こんにちは、中西です。
本日は日曜日ですので、雑談系ネタで。
(このブログ・メルマガは日曜日は雑談系になることが多いです)
11月26日放送の「林先生が驚く 初耳学!」(TBS系)で、東進ハイスクール講師の林修先生が「ネット検索ばかりしているとバカになる」というテーマの話をされたそうです。
私はこの番組は見てなかったのですが、ある記事でこの話を読んで、確認のためYouTubeで実際の番組も観てみました。
その内容をまとめると以下の通り。
▼筑波大学大学院の逸村教授の実験
「読書時間が毎日ゼロの学生」→ほとんどコピペで論文を作成
「読書時間が毎日2時間の学生」→論文になっていた
▼東京大学教養学部で、学生から提出されたレポートの文章の約75%がネットからのコピペだったことが判明
以上の話を元に、「ネット検索」に対する林先生の見解としては、
▼コピペに慣れすぎると、情報の取捨選択をする際に「読みやすいものは拾う、難しいものはカットする」となりがち。

→ データ一覧:
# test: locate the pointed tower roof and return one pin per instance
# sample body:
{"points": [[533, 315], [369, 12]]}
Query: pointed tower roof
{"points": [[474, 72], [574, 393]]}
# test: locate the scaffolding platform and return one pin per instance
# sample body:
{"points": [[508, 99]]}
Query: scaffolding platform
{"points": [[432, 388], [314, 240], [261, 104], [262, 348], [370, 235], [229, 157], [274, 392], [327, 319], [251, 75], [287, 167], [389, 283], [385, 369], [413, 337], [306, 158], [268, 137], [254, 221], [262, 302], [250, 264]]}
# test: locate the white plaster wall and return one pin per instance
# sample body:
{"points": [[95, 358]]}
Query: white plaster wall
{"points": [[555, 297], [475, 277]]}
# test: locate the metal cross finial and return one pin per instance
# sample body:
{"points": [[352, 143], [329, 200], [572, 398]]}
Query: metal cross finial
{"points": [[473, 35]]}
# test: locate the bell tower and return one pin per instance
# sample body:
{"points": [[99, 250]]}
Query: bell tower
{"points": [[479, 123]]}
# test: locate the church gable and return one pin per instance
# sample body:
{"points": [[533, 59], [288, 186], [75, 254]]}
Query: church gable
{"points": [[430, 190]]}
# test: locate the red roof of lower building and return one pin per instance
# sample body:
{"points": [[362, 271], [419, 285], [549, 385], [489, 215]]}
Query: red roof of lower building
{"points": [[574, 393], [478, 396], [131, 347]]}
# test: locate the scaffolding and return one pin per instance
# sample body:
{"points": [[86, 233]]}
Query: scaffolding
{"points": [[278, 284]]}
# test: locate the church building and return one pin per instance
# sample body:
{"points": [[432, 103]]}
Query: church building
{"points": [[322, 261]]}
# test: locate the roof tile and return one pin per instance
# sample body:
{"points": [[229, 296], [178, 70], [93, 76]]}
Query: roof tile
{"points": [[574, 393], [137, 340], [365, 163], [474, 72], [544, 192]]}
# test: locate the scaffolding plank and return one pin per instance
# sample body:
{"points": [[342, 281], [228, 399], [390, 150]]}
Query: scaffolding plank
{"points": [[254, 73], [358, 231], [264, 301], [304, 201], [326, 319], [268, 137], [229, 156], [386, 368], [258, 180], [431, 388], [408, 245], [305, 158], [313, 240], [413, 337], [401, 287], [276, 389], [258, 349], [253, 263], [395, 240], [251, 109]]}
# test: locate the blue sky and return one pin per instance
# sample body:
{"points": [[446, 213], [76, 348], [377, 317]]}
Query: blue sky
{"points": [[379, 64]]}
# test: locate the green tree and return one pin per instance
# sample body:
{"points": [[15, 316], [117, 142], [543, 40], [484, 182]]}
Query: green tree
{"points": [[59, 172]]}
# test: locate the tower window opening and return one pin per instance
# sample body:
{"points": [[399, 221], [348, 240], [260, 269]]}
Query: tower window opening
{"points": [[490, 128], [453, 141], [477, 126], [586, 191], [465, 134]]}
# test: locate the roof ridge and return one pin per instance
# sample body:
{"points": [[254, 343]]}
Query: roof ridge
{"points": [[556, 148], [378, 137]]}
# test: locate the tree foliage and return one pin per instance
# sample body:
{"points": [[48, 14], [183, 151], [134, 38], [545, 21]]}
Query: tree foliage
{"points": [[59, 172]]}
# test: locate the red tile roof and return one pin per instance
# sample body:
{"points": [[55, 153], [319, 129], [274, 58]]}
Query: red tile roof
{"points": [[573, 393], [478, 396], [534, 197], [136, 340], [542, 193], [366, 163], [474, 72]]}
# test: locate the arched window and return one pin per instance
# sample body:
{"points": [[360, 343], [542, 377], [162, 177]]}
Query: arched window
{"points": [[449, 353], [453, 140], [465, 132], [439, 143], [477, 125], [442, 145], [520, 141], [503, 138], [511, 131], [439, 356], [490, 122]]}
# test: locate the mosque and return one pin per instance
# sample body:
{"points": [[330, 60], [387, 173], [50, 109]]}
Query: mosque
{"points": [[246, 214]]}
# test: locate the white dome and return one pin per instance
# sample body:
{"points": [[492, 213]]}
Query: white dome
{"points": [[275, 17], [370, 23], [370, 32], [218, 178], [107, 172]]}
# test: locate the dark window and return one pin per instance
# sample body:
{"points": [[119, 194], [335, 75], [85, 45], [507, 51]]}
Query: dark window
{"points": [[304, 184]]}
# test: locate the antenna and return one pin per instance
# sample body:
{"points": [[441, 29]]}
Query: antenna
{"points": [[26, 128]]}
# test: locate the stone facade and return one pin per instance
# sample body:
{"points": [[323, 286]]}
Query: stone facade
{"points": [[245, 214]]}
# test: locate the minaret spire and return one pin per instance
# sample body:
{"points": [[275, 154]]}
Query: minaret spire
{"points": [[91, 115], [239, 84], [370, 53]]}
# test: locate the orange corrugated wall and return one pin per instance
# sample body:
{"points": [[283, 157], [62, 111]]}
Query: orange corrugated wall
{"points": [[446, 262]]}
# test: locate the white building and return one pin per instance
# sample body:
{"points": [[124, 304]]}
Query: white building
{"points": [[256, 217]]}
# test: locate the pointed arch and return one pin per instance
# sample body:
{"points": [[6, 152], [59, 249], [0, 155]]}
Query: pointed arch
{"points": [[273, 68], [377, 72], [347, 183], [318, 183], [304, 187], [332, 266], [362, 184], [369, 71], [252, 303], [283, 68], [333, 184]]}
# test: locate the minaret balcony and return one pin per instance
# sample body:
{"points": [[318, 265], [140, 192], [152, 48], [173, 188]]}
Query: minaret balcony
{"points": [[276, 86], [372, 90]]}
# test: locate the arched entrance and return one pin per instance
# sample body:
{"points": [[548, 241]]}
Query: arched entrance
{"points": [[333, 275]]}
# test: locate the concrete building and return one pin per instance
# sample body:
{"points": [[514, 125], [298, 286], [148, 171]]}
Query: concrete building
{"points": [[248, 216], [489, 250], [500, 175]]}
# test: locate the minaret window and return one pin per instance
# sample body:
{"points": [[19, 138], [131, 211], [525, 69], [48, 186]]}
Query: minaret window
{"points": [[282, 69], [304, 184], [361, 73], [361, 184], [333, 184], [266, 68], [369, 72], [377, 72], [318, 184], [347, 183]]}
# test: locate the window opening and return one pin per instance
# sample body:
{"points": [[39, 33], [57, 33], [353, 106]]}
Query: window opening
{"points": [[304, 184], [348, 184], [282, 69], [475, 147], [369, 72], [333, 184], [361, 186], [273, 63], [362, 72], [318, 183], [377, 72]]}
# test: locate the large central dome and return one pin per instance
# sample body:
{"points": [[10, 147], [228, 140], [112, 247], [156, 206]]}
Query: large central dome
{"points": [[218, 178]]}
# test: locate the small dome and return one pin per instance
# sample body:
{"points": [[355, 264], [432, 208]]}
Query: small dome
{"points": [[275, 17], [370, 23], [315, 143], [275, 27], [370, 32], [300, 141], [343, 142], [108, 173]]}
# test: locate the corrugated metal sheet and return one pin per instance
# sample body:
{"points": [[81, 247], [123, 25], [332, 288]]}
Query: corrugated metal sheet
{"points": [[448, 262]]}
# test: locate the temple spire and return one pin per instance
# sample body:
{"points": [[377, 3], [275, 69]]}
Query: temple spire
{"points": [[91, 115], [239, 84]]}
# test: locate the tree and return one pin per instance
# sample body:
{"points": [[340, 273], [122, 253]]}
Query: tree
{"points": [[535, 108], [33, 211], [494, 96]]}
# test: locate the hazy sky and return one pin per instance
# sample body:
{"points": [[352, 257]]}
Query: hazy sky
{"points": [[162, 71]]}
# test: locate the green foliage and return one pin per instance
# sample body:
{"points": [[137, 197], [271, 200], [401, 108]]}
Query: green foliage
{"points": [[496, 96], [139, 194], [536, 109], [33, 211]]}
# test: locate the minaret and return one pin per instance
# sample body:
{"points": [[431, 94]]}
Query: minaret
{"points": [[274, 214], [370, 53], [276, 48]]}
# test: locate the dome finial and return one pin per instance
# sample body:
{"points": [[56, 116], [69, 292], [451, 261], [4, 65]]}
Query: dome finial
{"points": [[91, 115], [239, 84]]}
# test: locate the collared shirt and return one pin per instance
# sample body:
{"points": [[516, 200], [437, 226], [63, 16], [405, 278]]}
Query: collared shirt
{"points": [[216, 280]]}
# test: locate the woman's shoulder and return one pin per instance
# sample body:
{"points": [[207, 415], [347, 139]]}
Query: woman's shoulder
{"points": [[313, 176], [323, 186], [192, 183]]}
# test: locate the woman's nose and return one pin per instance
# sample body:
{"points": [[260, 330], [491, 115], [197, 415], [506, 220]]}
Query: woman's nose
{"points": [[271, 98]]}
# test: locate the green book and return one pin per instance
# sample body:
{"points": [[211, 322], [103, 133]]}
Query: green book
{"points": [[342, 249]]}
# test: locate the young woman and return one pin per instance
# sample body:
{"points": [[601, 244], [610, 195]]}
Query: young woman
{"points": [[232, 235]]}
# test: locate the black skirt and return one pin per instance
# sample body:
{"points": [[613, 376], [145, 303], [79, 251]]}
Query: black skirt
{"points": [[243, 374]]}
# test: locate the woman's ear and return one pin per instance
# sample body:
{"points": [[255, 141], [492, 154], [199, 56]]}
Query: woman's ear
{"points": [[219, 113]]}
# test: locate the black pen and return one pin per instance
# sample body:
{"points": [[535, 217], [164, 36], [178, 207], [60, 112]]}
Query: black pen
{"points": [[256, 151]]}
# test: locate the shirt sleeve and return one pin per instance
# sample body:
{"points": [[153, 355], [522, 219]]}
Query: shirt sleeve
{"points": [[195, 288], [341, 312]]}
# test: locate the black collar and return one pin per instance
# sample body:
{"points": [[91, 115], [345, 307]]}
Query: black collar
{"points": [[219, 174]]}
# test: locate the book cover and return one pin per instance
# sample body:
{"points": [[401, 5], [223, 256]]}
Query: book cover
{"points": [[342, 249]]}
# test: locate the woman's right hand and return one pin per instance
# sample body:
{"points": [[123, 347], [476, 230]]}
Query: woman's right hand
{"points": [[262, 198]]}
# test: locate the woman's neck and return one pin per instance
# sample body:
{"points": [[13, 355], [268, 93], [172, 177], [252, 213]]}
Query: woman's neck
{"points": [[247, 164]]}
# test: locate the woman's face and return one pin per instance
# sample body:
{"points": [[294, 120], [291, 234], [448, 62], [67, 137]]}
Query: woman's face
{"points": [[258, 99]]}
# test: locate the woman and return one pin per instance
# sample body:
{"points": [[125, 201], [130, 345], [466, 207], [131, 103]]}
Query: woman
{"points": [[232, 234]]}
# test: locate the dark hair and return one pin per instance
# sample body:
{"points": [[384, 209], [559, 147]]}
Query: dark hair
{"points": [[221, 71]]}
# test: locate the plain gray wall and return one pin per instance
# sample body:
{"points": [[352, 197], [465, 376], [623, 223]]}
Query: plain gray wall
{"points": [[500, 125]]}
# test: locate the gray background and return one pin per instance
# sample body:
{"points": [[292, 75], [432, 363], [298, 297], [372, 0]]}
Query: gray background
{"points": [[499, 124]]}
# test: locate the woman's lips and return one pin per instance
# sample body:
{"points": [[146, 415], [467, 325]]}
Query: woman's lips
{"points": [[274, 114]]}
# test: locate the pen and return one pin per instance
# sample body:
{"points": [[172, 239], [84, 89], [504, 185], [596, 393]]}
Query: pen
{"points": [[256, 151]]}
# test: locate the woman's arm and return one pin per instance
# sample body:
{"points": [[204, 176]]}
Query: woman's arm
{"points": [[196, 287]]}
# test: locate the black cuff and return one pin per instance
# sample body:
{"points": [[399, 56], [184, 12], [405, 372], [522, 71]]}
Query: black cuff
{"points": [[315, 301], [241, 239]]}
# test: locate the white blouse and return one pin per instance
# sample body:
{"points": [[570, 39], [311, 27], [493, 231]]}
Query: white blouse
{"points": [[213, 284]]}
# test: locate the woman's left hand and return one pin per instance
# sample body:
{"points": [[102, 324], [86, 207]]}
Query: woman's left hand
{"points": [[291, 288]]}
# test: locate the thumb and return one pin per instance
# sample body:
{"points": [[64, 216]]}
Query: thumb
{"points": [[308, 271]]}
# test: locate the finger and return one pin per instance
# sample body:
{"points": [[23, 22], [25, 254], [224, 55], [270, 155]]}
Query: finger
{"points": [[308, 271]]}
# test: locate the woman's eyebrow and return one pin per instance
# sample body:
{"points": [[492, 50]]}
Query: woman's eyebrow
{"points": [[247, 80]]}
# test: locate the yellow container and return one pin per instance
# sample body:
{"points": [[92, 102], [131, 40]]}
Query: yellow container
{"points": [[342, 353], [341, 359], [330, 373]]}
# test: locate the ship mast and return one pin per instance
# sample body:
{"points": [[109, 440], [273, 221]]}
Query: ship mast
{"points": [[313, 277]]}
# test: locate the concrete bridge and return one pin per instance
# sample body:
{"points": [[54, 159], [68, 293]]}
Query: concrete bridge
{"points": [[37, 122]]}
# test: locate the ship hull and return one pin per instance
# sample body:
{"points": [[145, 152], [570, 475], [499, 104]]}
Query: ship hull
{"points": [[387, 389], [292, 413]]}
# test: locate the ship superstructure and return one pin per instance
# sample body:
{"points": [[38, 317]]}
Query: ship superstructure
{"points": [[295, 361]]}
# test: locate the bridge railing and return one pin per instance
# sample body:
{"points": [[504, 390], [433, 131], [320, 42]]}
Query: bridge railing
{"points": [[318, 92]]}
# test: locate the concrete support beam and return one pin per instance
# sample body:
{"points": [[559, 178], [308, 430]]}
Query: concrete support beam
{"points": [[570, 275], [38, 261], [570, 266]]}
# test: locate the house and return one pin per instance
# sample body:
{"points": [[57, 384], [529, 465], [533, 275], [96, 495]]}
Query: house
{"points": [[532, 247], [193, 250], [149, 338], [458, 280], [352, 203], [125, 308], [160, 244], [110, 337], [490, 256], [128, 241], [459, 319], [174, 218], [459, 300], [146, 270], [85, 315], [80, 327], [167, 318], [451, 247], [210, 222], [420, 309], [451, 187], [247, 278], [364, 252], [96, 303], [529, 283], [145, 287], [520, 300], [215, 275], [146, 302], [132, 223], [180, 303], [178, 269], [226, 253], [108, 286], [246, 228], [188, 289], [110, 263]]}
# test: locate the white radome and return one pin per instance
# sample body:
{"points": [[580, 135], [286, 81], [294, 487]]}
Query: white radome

→ 練習問題:
A - ページ抜粋によると、東京大学教養学部で学生から提出されたレポートについて、何が判明しましたか。
B - ページ抜粋から一部分を一字一句変えずに引用してください。「(このブログ・メルマガは日曜日は雑談系になることが多いです)」という語句を含むところから始め、「で実際の番組も観てみました。」の後で終えてください。

→ 解答:
A - レポートの文章の約75%がネットからのコピペだったことが判明しました。

B -
(このブログ・メルマガは日曜日は雑談系になることが多いです)
11月26日放送の「林先生が驚く 初耳学!」(TBS系)で、東進ハイスクール講師の林修先生が「ネット検索ばかりしているとバカになる」というテーマの話をされたそうです。
私はこの番組は見てなかったのですが、ある記事でこの話を読んで、確認のためYouTubeで実際の番組も観てみました。